» What you should do: Rewrite the items below with "keypoint" changed to "marker" and everything else left as it is. Leave the pictures out of your answer.

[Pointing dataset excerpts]
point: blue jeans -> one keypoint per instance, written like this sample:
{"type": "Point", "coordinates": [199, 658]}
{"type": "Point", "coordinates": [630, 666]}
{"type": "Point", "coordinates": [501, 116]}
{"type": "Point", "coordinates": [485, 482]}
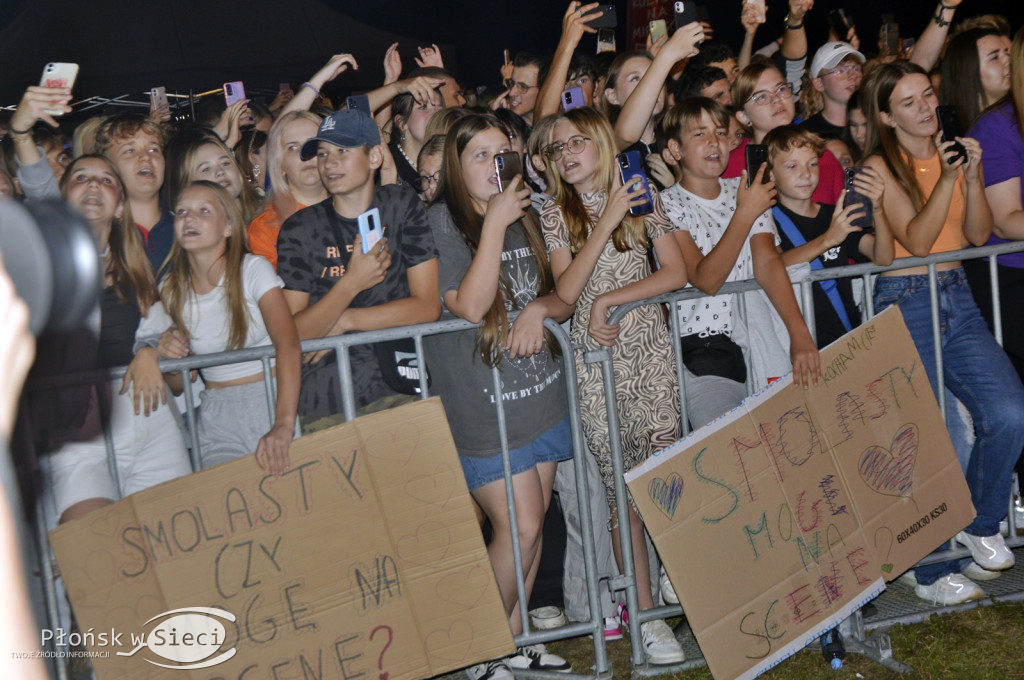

» In response:
point: blue jeans -> one marker per instance, written like this sample:
{"type": "Point", "coordinates": [199, 658]}
{"type": "Point", "coordinates": [630, 666]}
{"type": "Point", "coordinates": [501, 116]}
{"type": "Point", "coordinates": [485, 482]}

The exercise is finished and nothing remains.